[Tutor] File handling Tab separated files

2018-04-19 Thread Niharika Jakhar
Hi
I want to store a file from BioGRID database (tab separated file, big data)
into a data structure(I prefer lists, please let me know if another would
be better) and I am trying to print the objects.
Here’s my code:
class BioGRIDReader:
def __init__(self, filename):
with open('filename', 'r') as file_:
read_data = f.read()
for i in file_ :
read_data = (i.split('\t'))
return (objects[:100])

a = BioGRIDReader
print (a.__init__(test_biogrid.txt))




Here's what the terminal says:
Traceback (most recent call last):
  File "./BioGRIDReader.py", line 23, in 
print (a.__init__(test_biogrid.txt))
NameError: name 'test_biogrid' is not defined

The file named test_biogrid.txt do exist in the same folder as this program.

I am unable to go further with this code. Kindly help me out.


Thanks and regards
NIHARIKA
___
Tutor maillist  -  Tutor@python.org
To unsubscribe or change subscription options:
https://mail.python.org/mailman/listinfo/tutor


Re: [Tutor] File handling Tab separated files

2018-04-19 Thread Niharika Jakhar
Hi again
I tried re-writing the code with all your advices(i assume to cover all of
them). I have extended the code a little bit to store the data in the form
of lists and am trying to access it.

### Raw data
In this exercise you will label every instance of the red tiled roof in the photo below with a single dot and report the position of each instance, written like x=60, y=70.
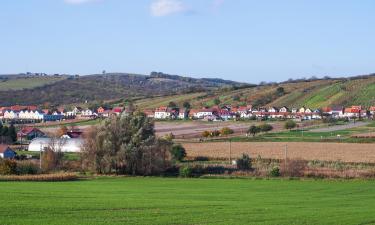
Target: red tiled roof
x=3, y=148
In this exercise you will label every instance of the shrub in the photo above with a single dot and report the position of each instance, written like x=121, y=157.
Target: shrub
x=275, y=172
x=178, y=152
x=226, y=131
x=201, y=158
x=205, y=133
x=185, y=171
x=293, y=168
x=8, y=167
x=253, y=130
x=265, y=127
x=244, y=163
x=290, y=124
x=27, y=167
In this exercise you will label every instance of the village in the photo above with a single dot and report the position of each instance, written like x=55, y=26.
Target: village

--

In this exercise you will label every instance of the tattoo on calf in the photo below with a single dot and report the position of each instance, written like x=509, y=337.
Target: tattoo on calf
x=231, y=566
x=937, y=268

### Aim
Edit the thread from "into a data" up to and including "return (objects[:100])", changing each "read_data" to "row_data", and give that part back. The material has nothing to do with the thread.

### Finished task
into a data structure(I prefer lists, please let me know if another would
be better) and I am trying to print the objects.
Here’s my code:
class BioGRIDReader:
def __init__(self, filename):
with open('filename', 'r') as file_:
row_data = f.read()
for i in file_ :
row_data = (i.split('\t'))
return (objects[:100])